**THE DATA**
_ _ _ _ _ _ _

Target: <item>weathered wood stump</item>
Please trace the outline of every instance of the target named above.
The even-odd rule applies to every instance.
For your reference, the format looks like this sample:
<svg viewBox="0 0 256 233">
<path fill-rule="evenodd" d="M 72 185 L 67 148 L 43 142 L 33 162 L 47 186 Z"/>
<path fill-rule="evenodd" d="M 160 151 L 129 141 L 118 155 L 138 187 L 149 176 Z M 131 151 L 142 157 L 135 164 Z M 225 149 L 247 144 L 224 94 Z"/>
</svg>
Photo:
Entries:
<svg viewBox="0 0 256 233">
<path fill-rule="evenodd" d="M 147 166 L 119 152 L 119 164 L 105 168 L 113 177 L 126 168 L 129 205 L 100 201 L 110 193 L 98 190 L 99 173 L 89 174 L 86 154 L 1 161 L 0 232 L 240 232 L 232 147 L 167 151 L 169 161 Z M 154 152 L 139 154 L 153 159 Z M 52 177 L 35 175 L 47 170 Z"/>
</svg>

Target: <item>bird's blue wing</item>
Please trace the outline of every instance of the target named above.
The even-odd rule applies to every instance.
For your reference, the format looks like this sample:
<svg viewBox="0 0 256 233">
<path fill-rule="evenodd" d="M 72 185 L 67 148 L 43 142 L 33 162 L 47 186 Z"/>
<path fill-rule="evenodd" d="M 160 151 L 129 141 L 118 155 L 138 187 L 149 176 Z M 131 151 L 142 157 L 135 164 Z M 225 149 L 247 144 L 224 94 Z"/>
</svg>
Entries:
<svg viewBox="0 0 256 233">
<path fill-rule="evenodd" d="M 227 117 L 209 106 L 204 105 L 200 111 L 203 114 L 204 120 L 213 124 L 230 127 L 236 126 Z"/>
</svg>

_ _ _ _ _ _ _

**SET EXERCISE**
Rewrite all of the rows above as a JSON list of strings, with one string for each line and blank lines omitted.

**WRITTEN RESPONSE**
[
  "Target: <item>weathered wood stump</item>",
  "Please trace the outline of every instance of the target named above.",
  "The even-odd rule applies to every instance.",
  "For your reference, the format looks like this sample:",
  "<svg viewBox=\"0 0 256 233\">",
  "<path fill-rule=\"evenodd\" d=\"M 72 185 L 67 148 L 43 142 L 33 162 L 47 186 Z\"/>",
  "<path fill-rule=\"evenodd\" d=\"M 160 151 L 129 141 L 118 155 L 138 187 L 149 176 Z M 131 151 L 142 157 L 135 164 Z M 225 149 L 247 144 L 224 94 Z\"/>",
  "</svg>",
  "Photo:",
  "Entries:",
  "<svg viewBox=\"0 0 256 233\">",
  "<path fill-rule=\"evenodd\" d=\"M 147 166 L 119 152 L 119 164 L 105 168 L 113 177 L 126 168 L 129 205 L 100 201 L 110 193 L 98 190 L 99 173 L 89 174 L 86 154 L 1 161 L 0 232 L 240 232 L 232 147 L 167 151 L 169 161 Z M 154 152 L 139 154 L 153 159 Z M 52 177 L 35 175 L 47 170 Z\"/>",
  "</svg>",
  "Target: <item>bird's blue wing</item>",
  "Please trace the outline of every instance of the target named above.",
  "The even-odd rule applies to every instance.",
  "For your reference, the format looks like this sample:",
  "<svg viewBox=\"0 0 256 233\">",
  "<path fill-rule=\"evenodd\" d=\"M 72 185 L 67 148 L 43 142 L 33 162 L 47 186 Z\"/>",
  "<path fill-rule=\"evenodd\" d=\"M 160 151 L 129 141 L 118 155 L 138 187 L 149 176 Z M 131 151 L 142 157 L 135 164 Z M 225 149 L 247 144 L 224 94 Z\"/>",
  "</svg>",
  "Entries:",
  "<svg viewBox=\"0 0 256 233\">",
  "<path fill-rule=\"evenodd\" d=\"M 227 117 L 209 106 L 204 105 L 200 111 L 203 114 L 204 120 L 213 124 L 230 127 L 236 126 Z\"/>",
  "</svg>"
]